* _What is needed_: From the listing below, extract each entry exactly as written, minus the images.

* _Records supplied_:
****************
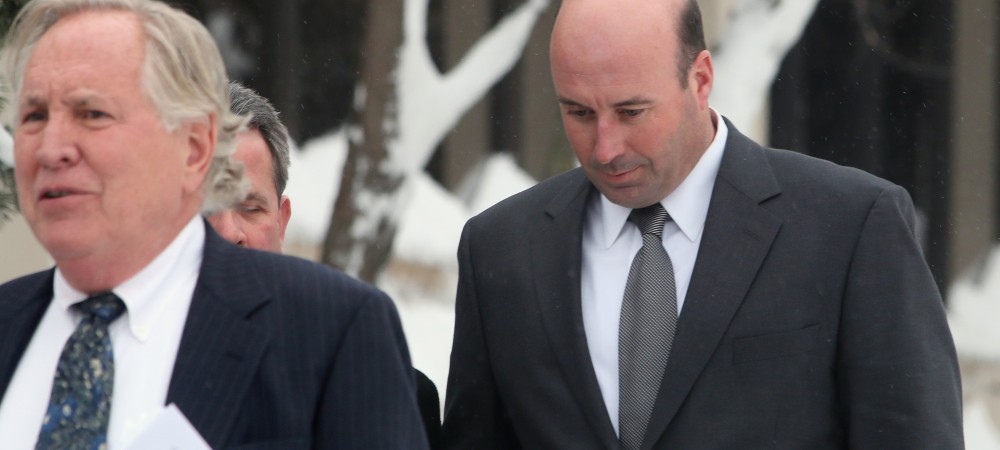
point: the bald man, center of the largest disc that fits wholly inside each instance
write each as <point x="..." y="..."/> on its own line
<point x="686" y="288"/>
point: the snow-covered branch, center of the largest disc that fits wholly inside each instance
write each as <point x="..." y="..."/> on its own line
<point x="757" y="37"/>
<point x="431" y="104"/>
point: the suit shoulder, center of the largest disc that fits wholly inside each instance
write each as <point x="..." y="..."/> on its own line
<point x="536" y="198"/>
<point x="298" y="280"/>
<point x="27" y="283"/>
<point x="814" y="176"/>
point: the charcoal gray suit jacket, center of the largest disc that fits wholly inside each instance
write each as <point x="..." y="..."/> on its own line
<point x="811" y="321"/>
<point x="276" y="352"/>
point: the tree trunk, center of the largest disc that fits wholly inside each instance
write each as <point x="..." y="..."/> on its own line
<point x="364" y="221"/>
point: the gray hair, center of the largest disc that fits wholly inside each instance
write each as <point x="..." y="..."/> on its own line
<point x="264" y="118"/>
<point x="183" y="77"/>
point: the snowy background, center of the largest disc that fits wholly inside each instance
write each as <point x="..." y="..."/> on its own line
<point x="422" y="272"/>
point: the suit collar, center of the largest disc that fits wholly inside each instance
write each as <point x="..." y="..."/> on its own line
<point x="738" y="234"/>
<point x="220" y="348"/>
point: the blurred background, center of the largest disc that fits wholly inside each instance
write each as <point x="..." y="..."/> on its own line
<point x="412" y="115"/>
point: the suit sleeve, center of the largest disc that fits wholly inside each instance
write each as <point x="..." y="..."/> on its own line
<point x="372" y="374"/>
<point x="897" y="370"/>
<point x="474" y="416"/>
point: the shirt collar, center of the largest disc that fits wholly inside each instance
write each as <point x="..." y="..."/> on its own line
<point x="688" y="203"/>
<point x="179" y="260"/>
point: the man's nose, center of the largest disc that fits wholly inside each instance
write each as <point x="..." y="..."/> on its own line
<point x="608" y="141"/>
<point x="227" y="225"/>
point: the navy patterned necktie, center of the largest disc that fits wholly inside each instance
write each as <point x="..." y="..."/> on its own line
<point x="77" y="416"/>
<point x="646" y="328"/>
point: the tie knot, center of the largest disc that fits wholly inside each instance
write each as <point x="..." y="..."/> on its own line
<point x="105" y="305"/>
<point x="650" y="219"/>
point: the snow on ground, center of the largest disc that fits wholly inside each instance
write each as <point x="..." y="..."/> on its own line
<point x="974" y="310"/>
<point x="423" y="272"/>
<point x="6" y="148"/>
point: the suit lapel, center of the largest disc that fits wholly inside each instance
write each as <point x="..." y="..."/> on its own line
<point x="220" y="348"/>
<point x="21" y="309"/>
<point x="556" y="251"/>
<point x="738" y="234"/>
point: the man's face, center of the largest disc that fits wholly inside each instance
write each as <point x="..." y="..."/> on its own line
<point x="260" y="220"/>
<point x="635" y="130"/>
<point x="98" y="175"/>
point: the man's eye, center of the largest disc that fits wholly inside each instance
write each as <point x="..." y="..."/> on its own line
<point x="250" y="209"/>
<point x="92" y="114"/>
<point x="33" y="116"/>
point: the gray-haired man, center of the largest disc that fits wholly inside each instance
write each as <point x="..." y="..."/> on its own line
<point x="122" y="134"/>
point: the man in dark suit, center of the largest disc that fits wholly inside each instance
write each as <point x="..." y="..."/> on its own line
<point x="798" y="312"/>
<point x="122" y="134"/>
<point x="259" y="221"/>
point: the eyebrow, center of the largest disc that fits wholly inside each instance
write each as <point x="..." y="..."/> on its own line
<point x="634" y="101"/>
<point x="255" y="196"/>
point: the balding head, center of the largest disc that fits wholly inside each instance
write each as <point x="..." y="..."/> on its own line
<point x="672" y="27"/>
<point x="634" y="93"/>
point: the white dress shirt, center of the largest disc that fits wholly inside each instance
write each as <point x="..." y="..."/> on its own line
<point x="610" y="242"/>
<point x="145" y="341"/>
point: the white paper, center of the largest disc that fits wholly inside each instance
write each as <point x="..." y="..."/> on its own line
<point x="170" y="430"/>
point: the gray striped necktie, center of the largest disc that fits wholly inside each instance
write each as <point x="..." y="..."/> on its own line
<point x="80" y="404"/>
<point x="646" y="328"/>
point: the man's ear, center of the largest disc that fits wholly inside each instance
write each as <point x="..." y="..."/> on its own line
<point x="201" y="141"/>
<point x="284" y="213"/>
<point x="701" y="76"/>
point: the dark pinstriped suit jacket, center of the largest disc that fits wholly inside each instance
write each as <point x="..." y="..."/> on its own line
<point x="811" y="321"/>
<point x="277" y="352"/>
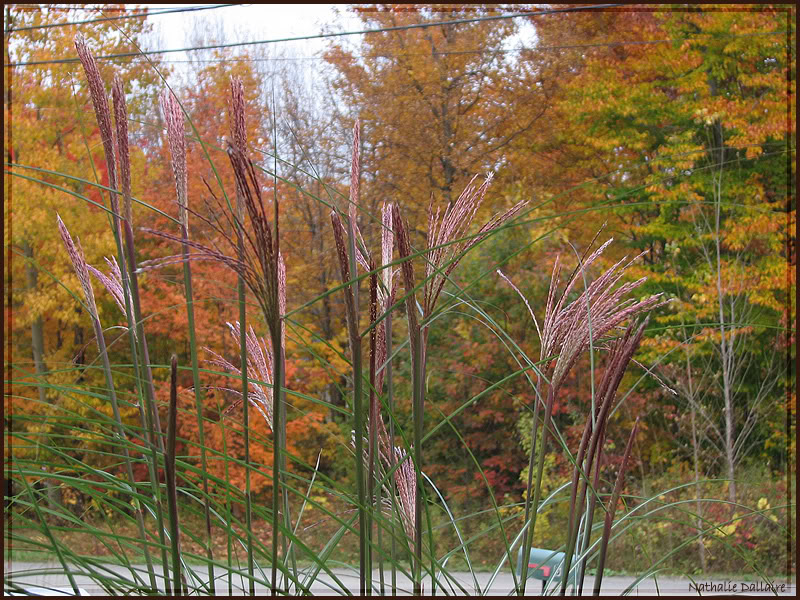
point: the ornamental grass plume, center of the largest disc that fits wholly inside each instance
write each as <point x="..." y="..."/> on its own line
<point x="568" y="330"/>
<point x="173" y="117"/>
<point x="102" y="112"/>
<point x="259" y="361"/>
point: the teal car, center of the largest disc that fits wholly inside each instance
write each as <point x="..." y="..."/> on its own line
<point x="546" y="565"/>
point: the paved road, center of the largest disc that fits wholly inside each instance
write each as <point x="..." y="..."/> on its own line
<point x="47" y="576"/>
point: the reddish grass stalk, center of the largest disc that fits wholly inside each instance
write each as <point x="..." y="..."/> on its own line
<point x="82" y="269"/>
<point x="173" y="116"/>
<point x="612" y="507"/>
<point x="148" y="412"/>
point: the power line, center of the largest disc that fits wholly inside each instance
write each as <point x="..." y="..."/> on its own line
<point x="326" y="35"/>
<point x="118" y="17"/>
<point x="481" y="51"/>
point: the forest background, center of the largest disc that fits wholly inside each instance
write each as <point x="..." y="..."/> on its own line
<point x="671" y="130"/>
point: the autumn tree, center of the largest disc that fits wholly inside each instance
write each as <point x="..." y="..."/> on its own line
<point x="686" y="135"/>
<point x="53" y="158"/>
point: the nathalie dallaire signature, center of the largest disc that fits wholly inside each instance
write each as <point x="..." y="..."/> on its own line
<point x="743" y="587"/>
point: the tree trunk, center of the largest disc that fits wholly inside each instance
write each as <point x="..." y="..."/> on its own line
<point x="701" y="548"/>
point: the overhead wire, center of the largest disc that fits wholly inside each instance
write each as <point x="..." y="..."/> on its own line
<point x="326" y="35"/>
<point x="480" y="51"/>
<point x="118" y="17"/>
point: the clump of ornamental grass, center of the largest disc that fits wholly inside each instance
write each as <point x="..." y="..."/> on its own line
<point x="253" y="253"/>
<point x="447" y="243"/>
<point x="116" y="150"/>
<point x="569" y="329"/>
****************
* _Correct result_:
point: the bald man, center of the largest disc that fits wholly inside each instance
write each as <point x="..." y="..."/> on its own line
<point x="686" y="288"/>
point: the snow-covered branch, center of the largest disc that fits wholly inside each instance
write each as <point x="..." y="..."/> on its own line
<point x="757" y="37"/>
<point x="431" y="104"/>
point: the suit shoulder, center of the largest disc that fits wholly inside each instance
write each as <point x="..." y="..."/> on its own line
<point x="536" y="198"/>
<point x="298" y="280"/>
<point x="27" y="283"/>
<point x="814" y="176"/>
point: the charcoal gray suit jacket, center of the largest disc that fits wholly inside each instance
write each as <point x="..." y="..."/> on its own line
<point x="811" y="321"/>
<point x="276" y="352"/>
point: the tree trunk, center of the largest disc that fits wholly inside each instance
write each as <point x="..." y="..."/> on its own line
<point x="364" y="221"/>
point: the gray hair, center of the largest disc that fits wholly inside each instance
write each as <point x="..." y="..."/> on its own line
<point x="264" y="118"/>
<point x="183" y="77"/>
point: the snowy background, center of the largest disc that fits wholly inside each instance
write each as <point x="..." y="..."/> on its own line
<point x="422" y="272"/>
point: the suit collar, center of the largest disc that fits wholly inside each instance
write each as <point x="..." y="..."/> on its own line
<point x="738" y="234"/>
<point x="220" y="348"/>
point: the blurred background, center of the largest disc that fits wholly inside each instance
write each as <point x="..." y="..."/> on its own line
<point x="412" y="115"/>
point: the suit sleeve, center of the largest disc that fits wholly inside each instance
write each as <point x="..." y="..."/> on its own line
<point x="372" y="374"/>
<point x="897" y="370"/>
<point x="474" y="416"/>
point: the shirt collar, center of the largest disc that fits wholly inside each instance
write each as <point x="..." y="..."/> on its own line
<point x="688" y="203"/>
<point x="179" y="260"/>
point: the man's nose, center of the largest disc that fits wholly inside each instance
write each as <point x="..." y="..."/> on its own line
<point x="608" y="141"/>
<point x="227" y="225"/>
point: the navy patterned necktie, center of the largest disc that fits wholly inside each instance
write each as <point x="..." y="..."/> on its own line
<point x="77" y="416"/>
<point x="646" y="328"/>
point: the tie knot, center of the largest disc that fits wholly inside each instance
write each as <point x="..." y="..."/> on its own line
<point x="105" y="305"/>
<point x="650" y="219"/>
point: the snow on ground, center of the largest disc that fits wholly inside each instance
write each as <point x="..." y="..."/> on its own line
<point x="974" y="310"/>
<point x="423" y="272"/>
<point x="6" y="148"/>
point: the suit lapel, center of the largest disc that fits wholly inside each instance
write each as <point x="..." y="..."/> on its own line
<point x="220" y="348"/>
<point x="21" y="309"/>
<point x="556" y="251"/>
<point x="738" y="234"/>
point: the man's face, center of the largest disc that fits wholly inside each instance
write each as <point x="..." y="..."/> on its own line
<point x="260" y="220"/>
<point x="635" y="130"/>
<point x="98" y="175"/>
point: the man's eye, center of the largest disc that fits wholly inside each instance
write each as <point x="..." y="..."/> on its own line
<point x="250" y="209"/>
<point x="92" y="114"/>
<point x="33" y="116"/>
point: the gray-haired man, center of the largest disc that fits wholly inside each instance
write each as <point x="..." y="..."/> on its own line
<point x="122" y="134"/>
point: the man in dark suit, center of the largest disc that fits wholly inside each instance
write each as <point x="..." y="..."/> on its own line
<point x="798" y="312"/>
<point x="122" y="134"/>
<point x="259" y="221"/>
point: the eyebrow, center of the largest disc that fits wholly inside each instance
write each as <point x="..." y="..."/> on its own line
<point x="634" y="101"/>
<point x="255" y="196"/>
point: the balding head, center of the largest disc that fits wholly inside each instance
write each as <point x="..." y="..."/> on its own line
<point x="672" y="27"/>
<point x="634" y="93"/>
point: the white dress shirt, center of the largest disc that fits wholly inside each instance
write each as <point x="..." y="..."/> on its own line
<point x="610" y="242"/>
<point x="145" y="341"/>
point: the white paper, center of the largest disc that fits wholly inside each instance
write each as <point x="..." y="..."/> on its own line
<point x="170" y="430"/>
point: the gray striped necktie, center of the largest disc that fits wholly inside each instance
write each as <point x="..." y="..."/> on its own line
<point x="80" y="404"/>
<point x="646" y="328"/>
point: the man's ear, center of the largest disc that fits wholly inside each instance
write each as <point x="..." y="..."/> on its own line
<point x="201" y="141"/>
<point x="284" y="213"/>
<point x="701" y="76"/>
point: the dark pinstriped suit jacket, center of the largest disc that fits wholly inside each instance
write each as <point x="..." y="..."/> on its own line
<point x="811" y="321"/>
<point x="277" y="352"/>
point: the ornamental grass plume, center of the largest disc that fits wholly inside each instance
write each as <point x="..." y="..."/> on its own line
<point x="568" y="330"/>
<point x="173" y="117"/>
<point x="102" y="112"/>
<point x="259" y="361"/>
point: the teal car, center of the largest disc that fits wholly inside each instance
write each as <point x="..." y="..."/> on its own line
<point x="546" y="565"/>
point: the paved road, center of the largest disc that fits wholly inside each instance
write each as <point x="..." y="..."/> on its own line
<point x="47" y="576"/>
point: the reddish grass stalk, center of the largest disc that fits wholly inside each instance
write each as <point x="..." y="..."/> on its own line
<point x="82" y="269"/>
<point x="173" y="116"/>
<point x="612" y="507"/>
<point x="148" y="412"/>
point: the power line, center of the largest disc that fits wholly inside each instance
write each as <point x="..." y="..."/> on its own line
<point x="326" y="35"/>
<point x="118" y="17"/>
<point x="481" y="51"/>
point: the forest background, center of the largest disc that fits wholly inside each instance
write each as <point x="..." y="..."/> on its own line
<point x="671" y="130"/>
point: the autumn tree, center of the largest disc that fits wholly inside each instance
write each as <point x="..." y="..."/> on its own line
<point x="686" y="135"/>
<point x="53" y="158"/>
point: the nathalie dallaire signature, center of the largest disc that fits wholly inside each instance
write each as <point x="..." y="..."/> on its own line
<point x="743" y="587"/>
point: the tree trunk, center of the largest disc that fits wholly inside each instance
write each as <point x="..." y="..."/> on its own line
<point x="701" y="548"/>
point: the overhead wire, center of the largest disc that fits wholly inside each instance
write each as <point x="..." y="..."/> on its own line
<point x="326" y="35"/>
<point x="480" y="51"/>
<point x="118" y="17"/>
point: the clump of ornamental grass, center of the largest disc that fits wholly inside each instance
write each as <point x="..." y="..."/> on its own line
<point x="253" y="253"/>
<point x="447" y="243"/>
<point x="116" y="150"/>
<point x="569" y="329"/>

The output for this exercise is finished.